== EXERCISE INPUT ==
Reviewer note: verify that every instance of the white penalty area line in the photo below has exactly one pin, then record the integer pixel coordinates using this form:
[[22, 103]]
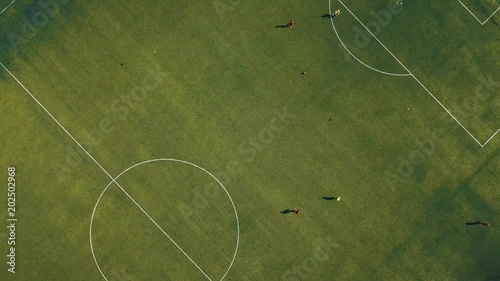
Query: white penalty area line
[[356, 58], [418, 81], [7, 6], [97, 163], [481, 22]]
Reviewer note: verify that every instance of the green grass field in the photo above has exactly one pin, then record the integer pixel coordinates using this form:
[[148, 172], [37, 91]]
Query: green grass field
[[179, 131]]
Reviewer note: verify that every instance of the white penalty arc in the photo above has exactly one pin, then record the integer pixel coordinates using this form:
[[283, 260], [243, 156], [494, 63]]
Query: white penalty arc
[[172, 160]]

== TASK DESCRIPTION ==
Format every line of the listing above as a Markdown table with the columns Row and Listing line, numbering the rows and skipping blank lines. Leave the pictures out of the table.

== RESULT OF THIS TASK ==
| Row | Listing line |
|---|---|
| 1 | Reviewer note: verify that every instance of the white penalty area line in the photo below has exactly one pin, then record the integer pixel coordinates using this form: |
| 2 | [[22, 103]] |
| 3 | Query: white penalty area line |
| 4 | [[356, 58], [418, 81], [7, 6], [97, 163], [481, 22]] |
| 5 | Reviewer note: verify that every instance of the green grass field in the photo above has exactly one pin, then record the integer pixel coordinates using this form: |
| 6 | [[148, 172], [37, 91]] |
| 7 | Query: green grass field |
| 8 | [[179, 131]] |
| 9 | Reviewer note: verify that every instance of the white penalty arc in the photo above has exactly one pin, then record the integer pixel coordinates using this form: |
| 10 | [[283, 260], [243, 156], [494, 63]] |
| 11 | Query: white penalty arc |
| 12 | [[172, 160]] |